<<<<

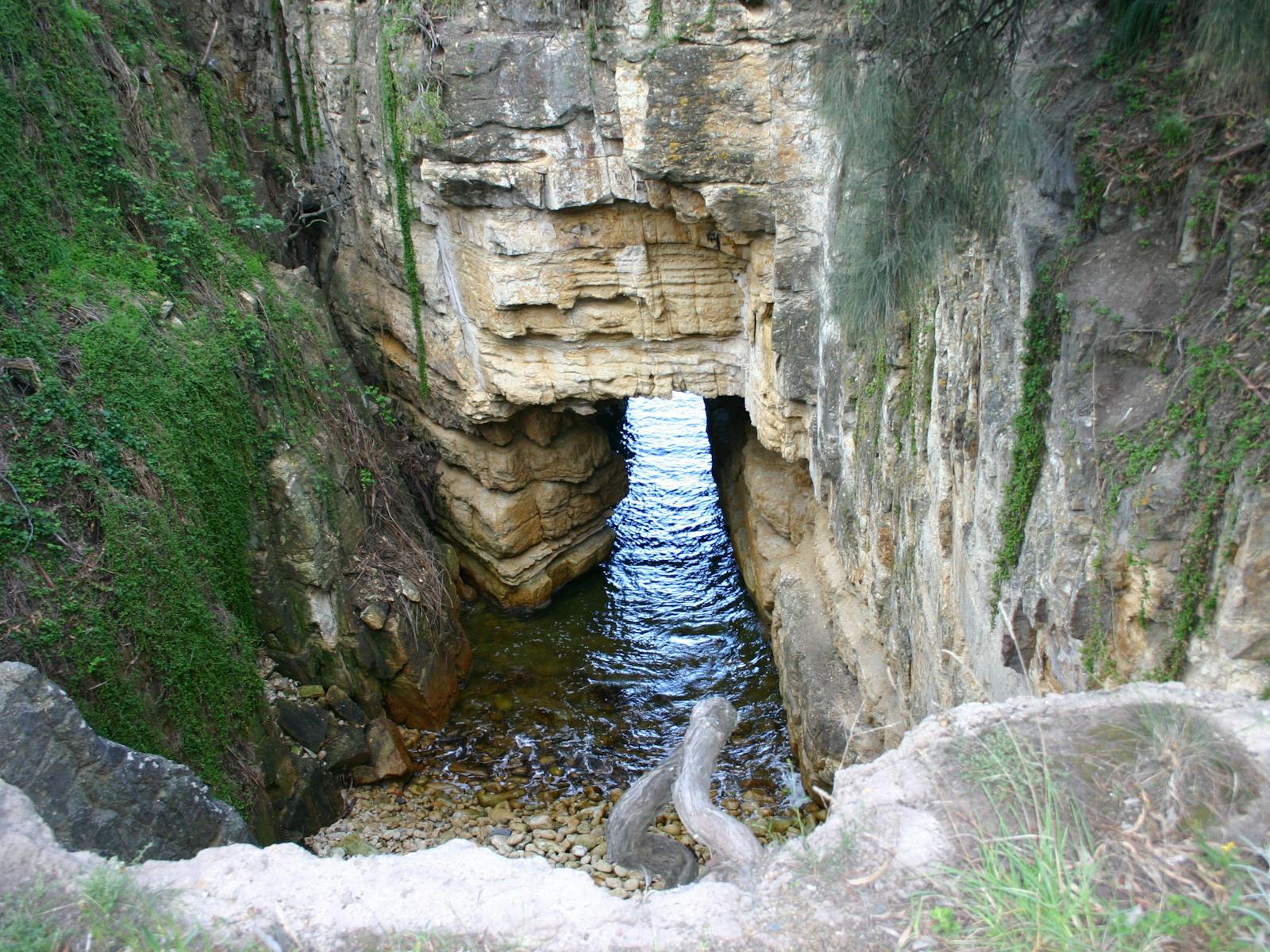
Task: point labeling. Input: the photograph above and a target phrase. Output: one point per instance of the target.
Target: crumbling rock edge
(895, 805)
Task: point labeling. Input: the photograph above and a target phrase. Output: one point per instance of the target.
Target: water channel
(597, 689)
(567, 706)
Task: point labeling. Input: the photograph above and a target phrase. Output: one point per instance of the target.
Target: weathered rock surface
(888, 831)
(645, 215)
(97, 795)
(347, 601)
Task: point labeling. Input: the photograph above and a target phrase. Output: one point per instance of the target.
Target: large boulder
(97, 795)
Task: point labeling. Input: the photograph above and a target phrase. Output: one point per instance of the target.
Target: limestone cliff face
(628, 205)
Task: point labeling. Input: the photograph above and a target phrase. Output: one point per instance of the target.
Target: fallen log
(685, 778)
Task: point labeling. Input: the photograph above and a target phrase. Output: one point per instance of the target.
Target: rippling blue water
(597, 687)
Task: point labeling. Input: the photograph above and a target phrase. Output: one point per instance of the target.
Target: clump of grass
(107, 911)
(1232, 44)
(1174, 130)
(930, 137)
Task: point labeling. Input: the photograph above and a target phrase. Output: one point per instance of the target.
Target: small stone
(355, 844)
(375, 615)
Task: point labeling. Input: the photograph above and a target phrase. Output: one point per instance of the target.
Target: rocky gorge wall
(632, 198)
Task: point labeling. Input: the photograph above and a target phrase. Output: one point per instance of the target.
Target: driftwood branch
(685, 778)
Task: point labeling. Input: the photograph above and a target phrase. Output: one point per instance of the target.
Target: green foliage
(130, 479)
(1137, 25)
(1174, 130)
(289, 90)
(106, 911)
(1038, 875)
(930, 137)
(1232, 42)
(1048, 317)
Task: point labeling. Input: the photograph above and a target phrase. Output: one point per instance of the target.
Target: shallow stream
(597, 689)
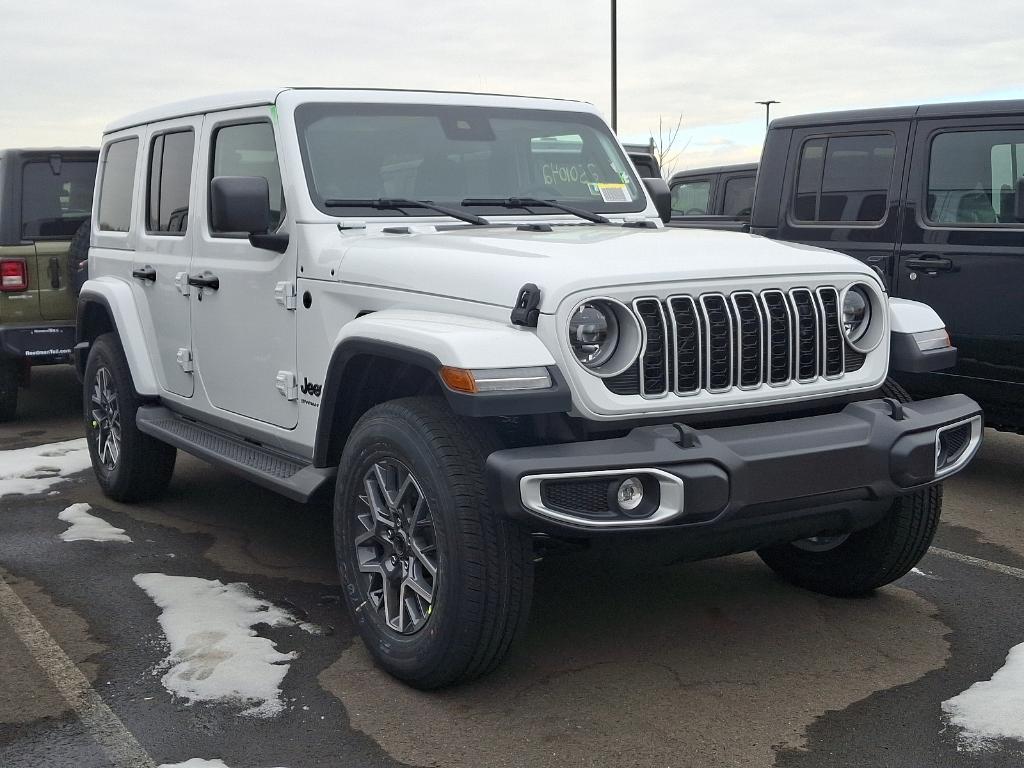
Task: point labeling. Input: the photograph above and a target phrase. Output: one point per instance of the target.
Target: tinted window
(690, 198)
(170, 175)
(738, 196)
(56, 197)
(972, 177)
(249, 150)
(845, 179)
(118, 185)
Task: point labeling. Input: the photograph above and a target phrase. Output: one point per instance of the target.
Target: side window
(973, 175)
(117, 188)
(738, 196)
(691, 198)
(170, 178)
(844, 179)
(249, 150)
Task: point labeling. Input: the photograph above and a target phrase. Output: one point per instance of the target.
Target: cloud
(62, 82)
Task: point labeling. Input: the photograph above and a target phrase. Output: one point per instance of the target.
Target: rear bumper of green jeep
(38, 344)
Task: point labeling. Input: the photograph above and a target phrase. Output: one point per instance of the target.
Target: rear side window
(170, 178)
(738, 196)
(691, 198)
(249, 150)
(56, 197)
(844, 179)
(118, 184)
(972, 177)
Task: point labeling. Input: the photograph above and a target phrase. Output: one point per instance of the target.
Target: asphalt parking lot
(715, 664)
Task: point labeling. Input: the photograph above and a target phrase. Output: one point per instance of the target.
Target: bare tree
(664, 147)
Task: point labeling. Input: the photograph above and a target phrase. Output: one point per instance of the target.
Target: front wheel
(130, 466)
(437, 584)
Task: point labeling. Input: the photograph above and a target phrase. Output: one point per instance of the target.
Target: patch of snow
(36, 469)
(216, 654)
(86, 527)
(991, 709)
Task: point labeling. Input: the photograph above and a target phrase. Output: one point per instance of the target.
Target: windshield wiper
(527, 203)
(397, 204)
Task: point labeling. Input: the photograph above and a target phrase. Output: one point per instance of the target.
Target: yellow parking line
(104, 727)
(996, 566)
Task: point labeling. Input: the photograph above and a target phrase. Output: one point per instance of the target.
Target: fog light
(630, 494)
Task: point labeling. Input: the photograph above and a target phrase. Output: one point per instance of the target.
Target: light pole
(768, 104)
(614, 71)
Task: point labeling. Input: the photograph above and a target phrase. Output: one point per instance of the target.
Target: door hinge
(284, 293)
(184, 359)
(287, 385)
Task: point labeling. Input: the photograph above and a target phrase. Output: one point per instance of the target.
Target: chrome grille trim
(798, 325)
(675, 304)
(741, 340)
(709, 351)
(664, 335)
(786, 329)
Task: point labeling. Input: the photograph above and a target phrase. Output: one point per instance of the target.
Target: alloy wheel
(396, 547)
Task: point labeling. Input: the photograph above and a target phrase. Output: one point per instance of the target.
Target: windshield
(450, 154)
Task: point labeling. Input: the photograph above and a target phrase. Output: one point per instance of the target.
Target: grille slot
(718, 342)
(778, 324)
(654, 357)
(715, 342)
(832, 332)
(686, 331)
(750, 340)
(806, 321)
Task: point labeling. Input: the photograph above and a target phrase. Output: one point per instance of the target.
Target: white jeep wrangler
(463, 314)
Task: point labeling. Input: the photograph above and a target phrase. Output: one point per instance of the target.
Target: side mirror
(240, 204)
(662, 195)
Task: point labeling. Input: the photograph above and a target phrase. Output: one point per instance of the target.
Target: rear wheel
(9, 378)
(437, 584)
(130, 466)
(852, 564)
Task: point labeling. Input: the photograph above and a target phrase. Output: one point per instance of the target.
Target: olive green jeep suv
(45, 201)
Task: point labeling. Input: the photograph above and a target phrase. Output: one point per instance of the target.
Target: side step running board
(288, 475)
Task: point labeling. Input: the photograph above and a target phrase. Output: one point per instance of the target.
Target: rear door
(56, 199)
(163, 252)
(963, 249)
(843, 189)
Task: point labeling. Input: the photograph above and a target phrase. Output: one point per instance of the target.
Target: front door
(243, 337)
(963, 249)
(164, 250)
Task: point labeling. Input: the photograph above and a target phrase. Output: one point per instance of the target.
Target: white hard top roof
(269, 96)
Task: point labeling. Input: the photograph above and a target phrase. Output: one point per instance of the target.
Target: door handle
(930, 264)
(205, 280)
(144, 272)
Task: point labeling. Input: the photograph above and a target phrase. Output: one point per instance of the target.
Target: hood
(491, 264)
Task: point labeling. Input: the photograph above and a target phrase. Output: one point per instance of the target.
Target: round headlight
(856, 313)
(593, 333)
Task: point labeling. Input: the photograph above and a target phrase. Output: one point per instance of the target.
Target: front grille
(714, 342)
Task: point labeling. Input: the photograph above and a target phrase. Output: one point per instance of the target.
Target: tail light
(13, 275)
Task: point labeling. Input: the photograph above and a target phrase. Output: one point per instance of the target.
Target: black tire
(10, 376)
(484, 568)
(869, 558)
(143, 466)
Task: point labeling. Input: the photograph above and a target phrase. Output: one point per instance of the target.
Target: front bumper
(38, 343)
(802, 476)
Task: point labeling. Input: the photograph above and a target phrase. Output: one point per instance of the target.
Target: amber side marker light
(495, 379)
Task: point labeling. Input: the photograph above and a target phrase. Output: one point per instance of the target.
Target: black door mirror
(240, 204)
(662, 195)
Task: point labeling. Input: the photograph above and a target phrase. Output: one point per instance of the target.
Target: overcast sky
(70, 68)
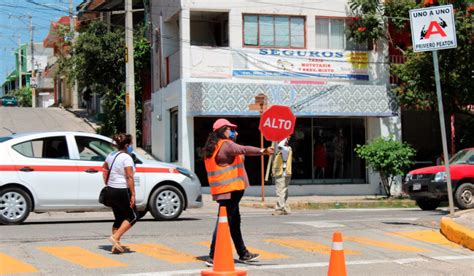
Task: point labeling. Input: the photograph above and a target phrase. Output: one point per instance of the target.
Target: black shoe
(249, 257)
(210, 261)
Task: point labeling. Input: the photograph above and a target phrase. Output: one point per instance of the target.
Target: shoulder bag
(103, 192)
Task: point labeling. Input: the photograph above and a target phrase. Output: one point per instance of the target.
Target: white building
(211, 58)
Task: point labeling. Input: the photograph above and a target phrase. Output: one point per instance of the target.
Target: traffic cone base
(337, 262)
(223, 259)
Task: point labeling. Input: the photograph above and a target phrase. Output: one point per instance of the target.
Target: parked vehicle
(428, 185)
(9, 101)
(62, 171)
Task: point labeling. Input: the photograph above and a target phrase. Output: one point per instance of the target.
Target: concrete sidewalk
(458, 229)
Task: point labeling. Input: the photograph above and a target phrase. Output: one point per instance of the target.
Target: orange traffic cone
(223, 259)
(337, 263)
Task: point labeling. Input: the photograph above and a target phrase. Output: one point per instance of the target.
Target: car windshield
(463, 157)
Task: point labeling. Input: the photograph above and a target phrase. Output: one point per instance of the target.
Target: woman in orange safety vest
(228, 179)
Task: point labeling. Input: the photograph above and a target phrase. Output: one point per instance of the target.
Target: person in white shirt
(118, 175)
(281, 172)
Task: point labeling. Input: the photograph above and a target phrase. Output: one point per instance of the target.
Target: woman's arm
(130, 184)
(105, 171)
(234, 149)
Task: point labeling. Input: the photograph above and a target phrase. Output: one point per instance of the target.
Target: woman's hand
(132, 201)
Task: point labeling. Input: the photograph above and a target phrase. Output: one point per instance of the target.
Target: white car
(62, 171)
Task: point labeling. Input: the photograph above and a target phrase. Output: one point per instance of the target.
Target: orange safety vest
(224, 179)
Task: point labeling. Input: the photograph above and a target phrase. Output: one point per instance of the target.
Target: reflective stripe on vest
(224, 179)
(226, 182)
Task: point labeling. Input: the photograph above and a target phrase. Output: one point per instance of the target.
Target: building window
(330, 34)
(274, 31)
(174, 134)
(209, 29)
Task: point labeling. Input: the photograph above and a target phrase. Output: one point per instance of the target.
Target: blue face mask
(232, 134)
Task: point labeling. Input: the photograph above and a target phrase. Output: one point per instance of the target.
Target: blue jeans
(233, 217)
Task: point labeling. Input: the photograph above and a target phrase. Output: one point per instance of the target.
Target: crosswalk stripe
(264, 255)
(309, 246)
(9, 265)
(384, 244)
(429, 236)
(80, 256)
(162, 252)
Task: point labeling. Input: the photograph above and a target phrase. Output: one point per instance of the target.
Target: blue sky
(11, 25)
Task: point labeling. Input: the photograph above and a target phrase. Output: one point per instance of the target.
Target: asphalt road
(376, 242)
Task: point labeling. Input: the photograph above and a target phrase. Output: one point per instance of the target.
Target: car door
(44, 164)
(92, 152)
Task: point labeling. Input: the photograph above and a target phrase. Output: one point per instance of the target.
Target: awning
(233, 99)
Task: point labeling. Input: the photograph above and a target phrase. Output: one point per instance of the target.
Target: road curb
(457, 233)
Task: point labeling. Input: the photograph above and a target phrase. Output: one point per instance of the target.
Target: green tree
(23, 96)
(388, 157)
(98, 63)
(374, 20)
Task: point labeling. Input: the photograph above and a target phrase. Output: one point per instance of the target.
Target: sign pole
(443, 133)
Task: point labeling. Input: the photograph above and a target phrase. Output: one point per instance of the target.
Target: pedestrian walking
(228, 180)
(281, 172)
(118, 176)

>>>>

-- How to complete this task --
Return only and exactly the lines from the one that contains "Target: sign pole" through the final line of the material above.

-- Worked solution --
Target: sign pole
(443, 133)
Task: point labeling. Input: the photograph above and a target phrase. Output: one point per instance of the target.
Target: pedestrian walking
(228, 180)
(281, 172)
(118, 176)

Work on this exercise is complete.